Your task:
Could you please retype all of the entries exactly as they appear?

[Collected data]
#####
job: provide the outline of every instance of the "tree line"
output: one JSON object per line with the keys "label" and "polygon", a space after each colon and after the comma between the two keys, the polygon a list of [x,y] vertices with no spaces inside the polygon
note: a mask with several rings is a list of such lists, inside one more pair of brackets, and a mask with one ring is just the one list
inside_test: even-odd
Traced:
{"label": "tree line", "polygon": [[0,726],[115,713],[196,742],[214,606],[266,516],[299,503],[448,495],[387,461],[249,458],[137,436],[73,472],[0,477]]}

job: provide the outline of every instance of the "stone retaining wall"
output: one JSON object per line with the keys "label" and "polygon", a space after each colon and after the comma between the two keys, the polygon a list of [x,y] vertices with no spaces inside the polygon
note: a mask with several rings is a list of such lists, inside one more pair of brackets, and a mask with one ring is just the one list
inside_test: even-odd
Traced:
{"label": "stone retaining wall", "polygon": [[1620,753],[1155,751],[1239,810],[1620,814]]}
#####
Answer to this exercise:
job: provide the outline of every instance of the "tree line"
output: one JSON object per line with the keys "label" and "polygon", a space after each colon and after the comma between the two keys, the polygon a list of [x,y] vertices with no spaces inside the polygon
note: a mask with several rings is a list of such lists, inside one more pair of brackets, and a mask with one ring is just the one list
inside_test: even-odd
Traced:
{"label": "tree line", "polygon": [[0,726],[115,713],[196,742],[214,606],[266,516],[299,503],[448,495],[387,461],[249,458],[137,436],[73,472],[0,477]]}

job: provide the outline of every instance of the "stone retaining wall"
output: one JSON object per line with the keys "label" and "polygon", a space after each colon and after the comma between the two keys, the polygon a list of [x,y] vertices with no spaces inside the polygon
note: a mask with several rings is a list of such lists, inside one more pair of brackets, and a mask with one ring is just the one list
inside_test: even-odd
Traced:
{"label": "stone retaining wall", "polygon": [[1620,753],[1155,751],[1239,810],[1620,814]]}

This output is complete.